[Stored records]
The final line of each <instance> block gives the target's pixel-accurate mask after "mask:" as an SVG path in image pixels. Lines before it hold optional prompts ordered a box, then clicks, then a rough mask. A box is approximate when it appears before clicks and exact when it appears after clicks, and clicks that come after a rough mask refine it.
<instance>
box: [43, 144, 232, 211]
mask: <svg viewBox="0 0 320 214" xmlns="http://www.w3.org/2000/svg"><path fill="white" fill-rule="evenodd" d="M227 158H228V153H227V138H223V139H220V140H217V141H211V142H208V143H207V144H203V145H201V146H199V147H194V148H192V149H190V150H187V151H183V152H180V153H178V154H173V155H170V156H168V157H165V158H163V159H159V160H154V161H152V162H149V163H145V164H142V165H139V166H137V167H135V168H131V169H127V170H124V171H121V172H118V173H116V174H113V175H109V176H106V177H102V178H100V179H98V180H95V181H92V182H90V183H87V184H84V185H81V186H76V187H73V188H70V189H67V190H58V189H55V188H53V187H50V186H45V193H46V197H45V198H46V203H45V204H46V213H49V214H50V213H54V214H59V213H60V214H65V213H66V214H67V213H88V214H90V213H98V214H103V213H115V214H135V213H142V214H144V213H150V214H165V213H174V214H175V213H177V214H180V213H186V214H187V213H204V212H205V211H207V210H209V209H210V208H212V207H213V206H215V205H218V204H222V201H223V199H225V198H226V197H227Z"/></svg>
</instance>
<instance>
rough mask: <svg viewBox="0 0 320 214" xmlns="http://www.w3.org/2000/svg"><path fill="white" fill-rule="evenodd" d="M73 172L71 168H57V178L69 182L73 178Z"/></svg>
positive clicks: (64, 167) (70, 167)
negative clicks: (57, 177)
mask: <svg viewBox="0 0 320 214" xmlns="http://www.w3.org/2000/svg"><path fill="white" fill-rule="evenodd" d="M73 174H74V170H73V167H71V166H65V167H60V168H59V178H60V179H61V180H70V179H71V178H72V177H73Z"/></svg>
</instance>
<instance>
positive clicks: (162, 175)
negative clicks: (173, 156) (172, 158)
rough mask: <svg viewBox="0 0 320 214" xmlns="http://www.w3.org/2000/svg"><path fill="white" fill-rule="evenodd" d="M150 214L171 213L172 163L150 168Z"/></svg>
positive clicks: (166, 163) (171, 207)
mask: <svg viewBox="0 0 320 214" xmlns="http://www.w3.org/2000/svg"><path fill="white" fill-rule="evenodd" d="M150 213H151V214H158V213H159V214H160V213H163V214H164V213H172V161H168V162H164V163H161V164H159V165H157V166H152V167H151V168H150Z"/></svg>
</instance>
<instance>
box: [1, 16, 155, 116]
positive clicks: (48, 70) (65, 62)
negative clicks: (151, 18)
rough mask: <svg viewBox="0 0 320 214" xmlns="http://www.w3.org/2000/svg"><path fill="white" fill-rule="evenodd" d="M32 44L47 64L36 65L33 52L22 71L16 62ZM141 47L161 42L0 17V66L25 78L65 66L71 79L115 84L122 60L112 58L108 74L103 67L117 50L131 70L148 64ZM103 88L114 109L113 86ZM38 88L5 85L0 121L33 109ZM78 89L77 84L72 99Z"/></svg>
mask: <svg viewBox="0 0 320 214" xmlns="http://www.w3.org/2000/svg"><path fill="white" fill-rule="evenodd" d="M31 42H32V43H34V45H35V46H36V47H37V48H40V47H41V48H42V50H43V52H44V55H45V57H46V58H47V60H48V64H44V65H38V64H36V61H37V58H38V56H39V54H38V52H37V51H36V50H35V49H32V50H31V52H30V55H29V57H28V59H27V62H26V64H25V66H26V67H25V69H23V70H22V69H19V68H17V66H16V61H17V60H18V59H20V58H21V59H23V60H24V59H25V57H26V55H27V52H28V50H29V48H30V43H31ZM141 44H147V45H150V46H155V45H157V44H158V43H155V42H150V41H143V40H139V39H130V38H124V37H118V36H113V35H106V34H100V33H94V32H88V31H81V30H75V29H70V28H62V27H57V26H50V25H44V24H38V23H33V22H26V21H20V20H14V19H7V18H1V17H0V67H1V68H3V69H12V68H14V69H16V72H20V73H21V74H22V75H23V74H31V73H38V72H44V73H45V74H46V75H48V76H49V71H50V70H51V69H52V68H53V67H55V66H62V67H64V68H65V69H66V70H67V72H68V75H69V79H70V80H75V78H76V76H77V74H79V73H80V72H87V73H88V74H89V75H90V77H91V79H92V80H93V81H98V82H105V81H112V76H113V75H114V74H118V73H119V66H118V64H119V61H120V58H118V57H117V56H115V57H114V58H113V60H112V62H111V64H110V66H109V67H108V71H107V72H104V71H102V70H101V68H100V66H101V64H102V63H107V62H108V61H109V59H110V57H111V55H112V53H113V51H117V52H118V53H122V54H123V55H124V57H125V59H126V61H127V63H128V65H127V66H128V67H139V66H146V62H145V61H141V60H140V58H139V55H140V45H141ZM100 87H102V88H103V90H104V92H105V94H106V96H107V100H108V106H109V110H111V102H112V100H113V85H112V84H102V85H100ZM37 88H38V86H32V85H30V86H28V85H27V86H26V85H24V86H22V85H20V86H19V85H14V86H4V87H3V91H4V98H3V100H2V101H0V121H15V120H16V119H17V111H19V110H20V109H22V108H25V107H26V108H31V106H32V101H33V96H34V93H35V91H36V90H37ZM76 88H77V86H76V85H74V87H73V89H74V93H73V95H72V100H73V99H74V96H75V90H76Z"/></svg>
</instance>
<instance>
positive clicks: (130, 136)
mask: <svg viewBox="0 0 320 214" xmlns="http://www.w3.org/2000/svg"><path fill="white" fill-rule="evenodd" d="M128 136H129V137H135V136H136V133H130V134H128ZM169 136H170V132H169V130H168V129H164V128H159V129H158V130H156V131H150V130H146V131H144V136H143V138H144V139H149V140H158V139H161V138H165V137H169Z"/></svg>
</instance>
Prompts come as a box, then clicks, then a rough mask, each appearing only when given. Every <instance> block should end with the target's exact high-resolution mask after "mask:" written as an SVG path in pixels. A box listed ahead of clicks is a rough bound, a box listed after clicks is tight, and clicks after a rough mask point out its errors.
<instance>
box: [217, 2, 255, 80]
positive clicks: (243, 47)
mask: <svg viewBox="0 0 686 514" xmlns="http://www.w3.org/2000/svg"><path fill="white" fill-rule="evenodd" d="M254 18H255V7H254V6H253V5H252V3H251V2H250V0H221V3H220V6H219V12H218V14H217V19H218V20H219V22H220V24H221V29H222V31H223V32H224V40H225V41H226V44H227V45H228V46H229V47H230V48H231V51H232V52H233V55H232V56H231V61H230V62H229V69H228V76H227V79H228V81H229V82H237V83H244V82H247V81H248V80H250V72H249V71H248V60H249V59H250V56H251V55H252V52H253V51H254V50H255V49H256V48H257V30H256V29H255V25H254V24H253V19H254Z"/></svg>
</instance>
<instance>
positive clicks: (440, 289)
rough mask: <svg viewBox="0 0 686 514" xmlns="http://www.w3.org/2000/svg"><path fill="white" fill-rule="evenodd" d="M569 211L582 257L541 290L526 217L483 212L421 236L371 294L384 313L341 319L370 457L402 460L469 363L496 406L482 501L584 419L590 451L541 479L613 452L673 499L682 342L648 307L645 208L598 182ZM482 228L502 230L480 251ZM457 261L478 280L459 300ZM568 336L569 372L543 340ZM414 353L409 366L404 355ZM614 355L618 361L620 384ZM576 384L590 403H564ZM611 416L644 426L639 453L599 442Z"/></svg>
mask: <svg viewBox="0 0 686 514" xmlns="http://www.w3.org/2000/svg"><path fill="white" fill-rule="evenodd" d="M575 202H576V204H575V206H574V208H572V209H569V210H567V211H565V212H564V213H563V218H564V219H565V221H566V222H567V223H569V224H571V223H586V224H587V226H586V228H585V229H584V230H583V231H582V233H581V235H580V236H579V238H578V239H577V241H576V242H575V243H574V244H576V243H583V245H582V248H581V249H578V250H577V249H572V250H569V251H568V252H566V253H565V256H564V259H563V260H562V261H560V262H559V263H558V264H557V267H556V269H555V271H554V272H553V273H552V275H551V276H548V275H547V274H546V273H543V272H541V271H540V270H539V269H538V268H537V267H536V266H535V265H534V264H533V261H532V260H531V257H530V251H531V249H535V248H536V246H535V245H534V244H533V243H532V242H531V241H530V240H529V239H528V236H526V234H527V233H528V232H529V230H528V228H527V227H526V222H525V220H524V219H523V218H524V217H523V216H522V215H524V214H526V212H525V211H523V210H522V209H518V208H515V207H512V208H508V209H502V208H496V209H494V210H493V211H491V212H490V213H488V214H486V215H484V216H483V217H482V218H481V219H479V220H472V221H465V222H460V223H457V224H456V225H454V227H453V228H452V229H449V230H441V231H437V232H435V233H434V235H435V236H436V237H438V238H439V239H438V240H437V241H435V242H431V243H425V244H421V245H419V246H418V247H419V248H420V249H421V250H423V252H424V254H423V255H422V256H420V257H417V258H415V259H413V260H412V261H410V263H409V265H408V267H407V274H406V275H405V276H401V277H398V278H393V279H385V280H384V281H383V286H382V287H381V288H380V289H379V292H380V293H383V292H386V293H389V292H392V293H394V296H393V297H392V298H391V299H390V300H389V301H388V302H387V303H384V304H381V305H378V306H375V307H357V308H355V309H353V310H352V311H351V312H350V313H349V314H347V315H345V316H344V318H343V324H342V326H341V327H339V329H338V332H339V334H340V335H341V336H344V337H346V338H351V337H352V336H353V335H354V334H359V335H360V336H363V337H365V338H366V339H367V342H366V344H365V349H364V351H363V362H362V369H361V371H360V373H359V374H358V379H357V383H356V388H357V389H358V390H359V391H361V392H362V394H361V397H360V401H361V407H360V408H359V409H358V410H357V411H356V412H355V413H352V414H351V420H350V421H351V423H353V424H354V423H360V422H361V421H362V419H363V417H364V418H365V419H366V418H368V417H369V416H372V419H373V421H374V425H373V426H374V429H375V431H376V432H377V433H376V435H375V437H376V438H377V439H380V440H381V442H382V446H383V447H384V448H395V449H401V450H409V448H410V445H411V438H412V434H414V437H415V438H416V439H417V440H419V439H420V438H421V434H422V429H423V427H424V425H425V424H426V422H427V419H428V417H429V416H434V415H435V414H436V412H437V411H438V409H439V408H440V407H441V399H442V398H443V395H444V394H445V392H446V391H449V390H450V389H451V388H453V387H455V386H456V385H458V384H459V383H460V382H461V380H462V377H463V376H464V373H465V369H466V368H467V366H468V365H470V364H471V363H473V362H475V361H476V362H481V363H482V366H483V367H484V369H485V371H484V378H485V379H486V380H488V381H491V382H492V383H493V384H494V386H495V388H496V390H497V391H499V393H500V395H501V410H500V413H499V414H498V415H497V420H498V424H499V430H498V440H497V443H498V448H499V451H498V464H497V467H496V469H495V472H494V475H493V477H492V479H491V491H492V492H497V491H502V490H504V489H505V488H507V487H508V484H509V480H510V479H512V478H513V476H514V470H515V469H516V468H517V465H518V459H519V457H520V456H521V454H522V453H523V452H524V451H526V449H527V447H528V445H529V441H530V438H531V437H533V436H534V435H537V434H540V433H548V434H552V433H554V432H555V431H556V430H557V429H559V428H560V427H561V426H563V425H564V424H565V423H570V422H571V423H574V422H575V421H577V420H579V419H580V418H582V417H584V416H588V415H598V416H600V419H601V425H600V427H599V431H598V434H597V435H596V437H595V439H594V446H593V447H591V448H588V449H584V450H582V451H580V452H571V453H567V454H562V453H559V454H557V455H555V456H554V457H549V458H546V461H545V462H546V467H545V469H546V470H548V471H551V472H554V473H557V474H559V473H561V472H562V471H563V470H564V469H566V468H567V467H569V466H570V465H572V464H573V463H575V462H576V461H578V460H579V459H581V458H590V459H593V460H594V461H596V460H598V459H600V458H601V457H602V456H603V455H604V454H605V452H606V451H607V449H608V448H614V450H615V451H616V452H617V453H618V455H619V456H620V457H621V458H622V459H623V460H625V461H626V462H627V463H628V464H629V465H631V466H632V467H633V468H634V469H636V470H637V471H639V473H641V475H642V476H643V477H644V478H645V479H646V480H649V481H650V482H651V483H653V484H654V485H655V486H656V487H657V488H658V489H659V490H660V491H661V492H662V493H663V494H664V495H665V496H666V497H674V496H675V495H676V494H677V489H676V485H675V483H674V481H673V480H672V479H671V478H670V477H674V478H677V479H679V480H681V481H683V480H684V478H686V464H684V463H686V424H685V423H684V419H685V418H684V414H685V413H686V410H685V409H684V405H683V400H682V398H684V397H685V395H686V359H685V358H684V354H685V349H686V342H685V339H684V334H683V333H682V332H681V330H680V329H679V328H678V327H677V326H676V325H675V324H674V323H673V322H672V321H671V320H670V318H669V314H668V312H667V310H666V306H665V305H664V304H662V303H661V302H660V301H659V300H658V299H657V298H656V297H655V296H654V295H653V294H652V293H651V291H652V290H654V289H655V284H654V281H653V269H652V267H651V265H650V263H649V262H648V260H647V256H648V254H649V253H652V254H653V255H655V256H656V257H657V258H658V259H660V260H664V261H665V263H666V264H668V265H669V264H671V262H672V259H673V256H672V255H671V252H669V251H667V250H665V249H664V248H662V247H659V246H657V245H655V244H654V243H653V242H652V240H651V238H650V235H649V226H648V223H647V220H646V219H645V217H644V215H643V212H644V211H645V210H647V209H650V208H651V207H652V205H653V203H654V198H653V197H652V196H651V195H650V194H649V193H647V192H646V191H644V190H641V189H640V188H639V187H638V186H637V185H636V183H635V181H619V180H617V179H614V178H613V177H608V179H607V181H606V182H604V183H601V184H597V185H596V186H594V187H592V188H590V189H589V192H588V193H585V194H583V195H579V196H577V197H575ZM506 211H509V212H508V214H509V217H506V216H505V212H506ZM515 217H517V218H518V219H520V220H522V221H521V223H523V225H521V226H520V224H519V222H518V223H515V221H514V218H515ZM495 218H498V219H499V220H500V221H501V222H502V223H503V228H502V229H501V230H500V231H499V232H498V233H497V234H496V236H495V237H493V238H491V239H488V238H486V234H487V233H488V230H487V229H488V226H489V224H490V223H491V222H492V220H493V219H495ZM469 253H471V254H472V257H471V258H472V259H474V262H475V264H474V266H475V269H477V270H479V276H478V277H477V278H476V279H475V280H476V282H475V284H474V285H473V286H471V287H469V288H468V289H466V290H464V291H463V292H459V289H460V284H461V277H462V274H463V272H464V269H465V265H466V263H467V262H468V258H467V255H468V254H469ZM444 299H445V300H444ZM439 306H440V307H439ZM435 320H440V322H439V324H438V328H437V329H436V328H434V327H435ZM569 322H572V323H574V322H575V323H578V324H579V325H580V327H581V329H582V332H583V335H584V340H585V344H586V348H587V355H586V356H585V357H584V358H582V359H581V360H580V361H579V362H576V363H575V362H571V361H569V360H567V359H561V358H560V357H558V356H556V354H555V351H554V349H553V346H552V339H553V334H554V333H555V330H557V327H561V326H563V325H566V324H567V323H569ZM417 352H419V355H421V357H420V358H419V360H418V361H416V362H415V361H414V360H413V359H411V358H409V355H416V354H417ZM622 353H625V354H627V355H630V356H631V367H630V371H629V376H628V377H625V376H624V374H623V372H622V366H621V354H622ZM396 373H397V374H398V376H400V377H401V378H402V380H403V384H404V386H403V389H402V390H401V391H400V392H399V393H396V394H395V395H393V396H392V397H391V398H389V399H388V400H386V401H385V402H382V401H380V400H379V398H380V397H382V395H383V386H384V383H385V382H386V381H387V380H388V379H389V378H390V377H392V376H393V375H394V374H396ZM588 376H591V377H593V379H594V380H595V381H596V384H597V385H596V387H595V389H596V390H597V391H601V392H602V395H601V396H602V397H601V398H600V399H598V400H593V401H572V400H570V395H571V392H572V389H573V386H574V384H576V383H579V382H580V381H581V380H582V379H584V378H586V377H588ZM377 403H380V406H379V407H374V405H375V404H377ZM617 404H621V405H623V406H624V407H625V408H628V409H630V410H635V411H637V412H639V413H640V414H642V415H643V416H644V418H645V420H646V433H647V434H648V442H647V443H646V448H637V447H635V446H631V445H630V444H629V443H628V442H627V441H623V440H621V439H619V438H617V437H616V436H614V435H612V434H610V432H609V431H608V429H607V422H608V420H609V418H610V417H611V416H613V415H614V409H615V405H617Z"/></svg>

WORK INSTRUCTIONS:
Copy the entries from the beginning through the line containing "box: [43, 144, 232, 211]", replacing "approximate" with "loose" and leaving the rest unchanged.

REPLY:
The final line of each <instance> block gives the target's pixel-accurate mask after "mask:" as an SVG path in image pixels. Lines before it hold optional prompts ordered a box, then clicks, then a rough mask. A box is loose when it appears before clicks and exact when it appears after clicks, and clicks that come after a rough mask refine it.
<instance>
box: [43, 144, 232, 211]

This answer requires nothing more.